(A block of data)
------------------------------
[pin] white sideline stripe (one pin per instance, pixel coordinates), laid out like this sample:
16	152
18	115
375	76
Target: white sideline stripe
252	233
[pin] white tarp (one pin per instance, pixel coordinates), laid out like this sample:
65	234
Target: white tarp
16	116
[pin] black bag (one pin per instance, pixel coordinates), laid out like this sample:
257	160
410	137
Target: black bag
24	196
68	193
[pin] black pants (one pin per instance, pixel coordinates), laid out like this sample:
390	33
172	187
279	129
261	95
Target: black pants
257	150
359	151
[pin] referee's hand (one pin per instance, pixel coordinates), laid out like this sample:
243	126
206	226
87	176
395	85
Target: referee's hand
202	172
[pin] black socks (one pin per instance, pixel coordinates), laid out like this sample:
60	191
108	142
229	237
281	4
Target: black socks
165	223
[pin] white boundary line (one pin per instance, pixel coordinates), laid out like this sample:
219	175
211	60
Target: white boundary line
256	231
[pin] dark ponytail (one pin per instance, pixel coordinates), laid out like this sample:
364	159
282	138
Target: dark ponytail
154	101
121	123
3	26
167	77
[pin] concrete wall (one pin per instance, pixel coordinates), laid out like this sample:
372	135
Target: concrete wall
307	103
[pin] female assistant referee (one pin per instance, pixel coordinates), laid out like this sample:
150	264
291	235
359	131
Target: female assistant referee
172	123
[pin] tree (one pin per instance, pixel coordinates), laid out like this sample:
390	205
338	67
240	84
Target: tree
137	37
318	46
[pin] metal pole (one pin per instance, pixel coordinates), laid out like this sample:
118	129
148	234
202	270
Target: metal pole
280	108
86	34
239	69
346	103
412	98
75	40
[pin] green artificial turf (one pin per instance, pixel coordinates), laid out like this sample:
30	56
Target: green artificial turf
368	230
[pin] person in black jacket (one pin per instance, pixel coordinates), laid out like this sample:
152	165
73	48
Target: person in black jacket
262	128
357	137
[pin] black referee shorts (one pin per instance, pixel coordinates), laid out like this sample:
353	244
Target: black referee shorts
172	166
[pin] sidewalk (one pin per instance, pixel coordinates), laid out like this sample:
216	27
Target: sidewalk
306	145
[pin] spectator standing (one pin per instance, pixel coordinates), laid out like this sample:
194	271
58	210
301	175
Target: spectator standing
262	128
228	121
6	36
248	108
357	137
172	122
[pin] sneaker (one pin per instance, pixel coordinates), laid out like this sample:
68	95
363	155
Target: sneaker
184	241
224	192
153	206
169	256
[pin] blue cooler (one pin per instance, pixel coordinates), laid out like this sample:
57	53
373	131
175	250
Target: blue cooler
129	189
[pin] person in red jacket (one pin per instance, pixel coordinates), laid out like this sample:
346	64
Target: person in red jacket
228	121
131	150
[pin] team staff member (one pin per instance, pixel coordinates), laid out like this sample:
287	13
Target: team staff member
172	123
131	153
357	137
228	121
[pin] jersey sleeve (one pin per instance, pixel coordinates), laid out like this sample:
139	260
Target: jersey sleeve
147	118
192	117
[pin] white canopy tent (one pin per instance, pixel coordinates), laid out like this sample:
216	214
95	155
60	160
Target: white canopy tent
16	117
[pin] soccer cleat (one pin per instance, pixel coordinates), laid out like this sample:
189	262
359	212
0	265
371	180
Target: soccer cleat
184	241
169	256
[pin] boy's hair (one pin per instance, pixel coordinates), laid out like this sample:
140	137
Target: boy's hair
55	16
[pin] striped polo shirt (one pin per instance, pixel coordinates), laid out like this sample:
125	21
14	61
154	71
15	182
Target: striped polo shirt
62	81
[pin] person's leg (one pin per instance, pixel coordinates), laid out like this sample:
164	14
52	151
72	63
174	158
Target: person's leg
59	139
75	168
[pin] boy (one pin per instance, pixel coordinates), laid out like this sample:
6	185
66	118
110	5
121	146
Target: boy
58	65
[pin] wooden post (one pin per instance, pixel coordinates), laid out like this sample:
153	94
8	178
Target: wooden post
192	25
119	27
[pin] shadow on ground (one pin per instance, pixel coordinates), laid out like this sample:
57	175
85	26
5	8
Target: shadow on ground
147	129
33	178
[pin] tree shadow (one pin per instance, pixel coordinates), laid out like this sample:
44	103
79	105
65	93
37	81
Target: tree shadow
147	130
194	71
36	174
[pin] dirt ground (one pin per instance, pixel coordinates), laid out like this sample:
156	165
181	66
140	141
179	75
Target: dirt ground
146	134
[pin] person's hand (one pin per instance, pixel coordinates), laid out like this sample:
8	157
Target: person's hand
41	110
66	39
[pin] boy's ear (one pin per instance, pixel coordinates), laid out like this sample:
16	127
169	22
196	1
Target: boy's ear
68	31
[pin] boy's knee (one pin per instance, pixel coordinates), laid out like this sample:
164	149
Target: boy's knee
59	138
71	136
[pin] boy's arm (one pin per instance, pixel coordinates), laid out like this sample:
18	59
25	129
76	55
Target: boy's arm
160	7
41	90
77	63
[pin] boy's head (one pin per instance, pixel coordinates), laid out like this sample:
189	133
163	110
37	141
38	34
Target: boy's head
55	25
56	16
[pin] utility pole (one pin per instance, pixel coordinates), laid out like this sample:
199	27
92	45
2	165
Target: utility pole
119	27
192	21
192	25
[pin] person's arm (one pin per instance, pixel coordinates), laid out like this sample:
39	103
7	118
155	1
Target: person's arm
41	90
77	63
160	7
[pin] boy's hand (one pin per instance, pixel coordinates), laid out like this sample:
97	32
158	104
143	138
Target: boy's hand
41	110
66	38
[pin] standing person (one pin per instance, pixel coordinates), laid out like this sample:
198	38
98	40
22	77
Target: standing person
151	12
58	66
------------------------------
Prompt
Write out the records above again, keeping each one identical to the original.

Task solution
[pin] white sideline stripe (one pin per instance, pixel coordinates), laid out like this sample:
16	152
18	115
375	76
Target: white sideline stripe
252	233
[pin] white tarp (one pin per instance, pixel coordinates), laid out like this sample:
65	234
Target: white tarp
16	116
[pin] black bag (one pin per instance, pixel coordinates), laid out like this sample:
257	160
410	137
Target: black bag
24	196
68	193
[pin] black pants (one pin per instance, pixel coordinates), laid out like this sample:
390	33
172	187
279	129
261	95
Target: black pants
257	150
359	151
[pin] referee's hand (one pin per instance, pixel coordinates), laid out like this sample:
243	126
206	226
87	176
395	85
Target: referee's hand
202	172
[pin] black socks (one pin per instance, pixel coordinates), laid out like this sample:
60	191
108	142
229	237
281	4
Target: black socks
165	223
[pin] white boundary line (one pin per instance, pixel coordinates), laid out like this sample:
219	175
211	60
Target: white boundary line
256	231
[pin] dark ponytail (one pin per instance, pixel coordinates), laid out like this sample:
364	159
282	138
Target: dark ponytail
154	101
121	123
3	26
167	77
[pin] concrete wall (one pin per instance, pixel coordinates), laid out like this sample:
372	135
Target: concrete wall
307	103
[pin] female assistant referee (one pin per instance, pixel coordinates), laid out like this sample:
150	264
291	235
359	131
Target: female assistant referee
172	123
[pin] tree (one pin per instance, pixel coordinates), laid out like this sample:
390	205
338	67
240	84
Target: tree
137	37
318	46
[pin] metal pole (one pin per instance, pixel coordinates), laid out like this sample:
118	129
148	234
202	270
Target: metal pole
280	108
86	34
239	69
346	103
412	98
75	40
[pin] green artificial turf (one pin per instance, pixel coordinates), laid out like this sample:
30	56
Target: green artificial turf
368	230
[pin] person in black jacket (one pin per instance, pixel coordinates), laid out like this sample:
152	165
73	48
Target: person in black jacket
262	128
357	137
[pin] black referee shorts (one pin per instance, pixel coordinates), laid out like this sample:
353	244
Target: black referee shorts
172	166
[pin] sidewalk (one pin per instance, pixel coordinates), laid out like this sample:
216	27
Target: sidewalk
306	145
[pin] spectator standing (one pin per instance, pixel coordinates), laid out like this sample:
194	271
58	210
301	175
Target: spectator standing
262	128
228	121
6	36
248	108
357	137
172	122
[pin] sneaker (one pin per instance, pixel coordinates), laid out like this sample:
68	95
363	155
Target: sneaker
184	241
224	192
153	206
169	256
[pin] blue cooler (one pin per instance, pixel coordinates), laid out like this sample:
57	53
373	131
175	250
Target: blue cooler
129	189
[pin] person in red jacket (one pin per instance, pixel coordinates), laid out like this sample:
346	64
Target: person in red jacket
228	121
131	150
[pin] team staff member (one pin per instance, pixel coordinates), laid out like this sample:
287	13
Target: team staff member
172	123
131	153
357	137
228	121
[pin] jersey sleeve (one pin per instance, pixel coordinates), laid out like this sample:
139	260
Target: jersey sleeve
147	118
192	117
[pin] white canopy tent (one pin per instance, pixel coordinates), laid out like this sample:
216	214
95	155
60	160
Target: white canopy tent
16	117
[pin] soccer cleat (one pin per instance, pixel coordinates), laid out like this sample:
189	262
359	212
0	265
371	180
Target: soccer cleat
184	241
169	256
[pin] boy's hair (one pin per instance, pixel coordinates), laid out like this sample:
140	137
Target: boy's hair
55	16
[pin] striped polo shirt (one pin per instance, pixel coordinates), laid out like this sample:
125	21
14	61
154	71
15	182
Target: striped polo shirt
62	81
[pin] person's leg (one pin per instance, pixel coordinates), laid out like this sample:
164	14
52	151
72	63
174	158
Target: person's leg
59	139
75	168
[pin] boy (one pin per instance, pixel coordinates), laid out like this sample:
6	185
66	118
110	5
121	146
Target: boy
58	65
[pin] wooden post (one pin per instance, pixel coordinates), laid out like this sample:
153	94
8	178
Target: wooden post
192	25
119	27
[pin] shadow on ground (one pin per instance, pixel coordinates), laid out like this sample:
57	175
85	26
5	8
Target: shadow on ground
147	129
33	178
[pin] tree shadow (one pin per instance, pixel coordinates), laid out like this sample:
44	103
79	105
65	93
37	81
Target: tree shadow
147	130
194	71
36	174
[pin] dirt ground (one pin per instance, pixel coordinates), laid out like this sample:
156	165
181	66
140	141
179	75
Target: dirt ground
146	134
[pin] person's hand (one pin per instance, pixel coordinates), laid out like this sample:
8	157
Target: person's hand
41	110
66	39
[pin] boy's ear (one pin per instance, pixel coordinates), laid out like this sample:
16	127
169	22
196	1
Target: boy's ear
68	31
[pin] boy's knee (one pin per instance, pixel coordinates), laid out like this sample:
164	149
Target: boy's knee
59	138
71	136
[pin] boy's arm (one pin per instance, pixel coordinates), laid out like this sample:
18	59
25	129
76	55
Target: boy's arm
160	7
41	90
77	63
[pin] boy's head (one pin per instance, pixel coordinates), laid out like this sample:
189	133
163	110
37	141
38	34
Target: boy's head
55	25
56	16
[pin] utility pole (one pin per instance, pixel coordinates), laid out like this sample:
199	27
92	45
2	165
Target: utility pole
119	27
192	21
192	25
[pin] person's arm (one pin per instance, pixel coordinates), laid out like this sample:
39	103
7	118
155	1
Target: person's arm
41	90
77	63
160	7
[pin] boy's hand (one pin per instance, pixel coordinates), laid out like this sample:
97	32
158	104
143	138
Target: boy's hand
41	110
66	38
[pin] standing person (one pin per instance, pixel coordinates), laid out like this sample:
198	38
98	40
22	77
Target: standing person
151	12
58	66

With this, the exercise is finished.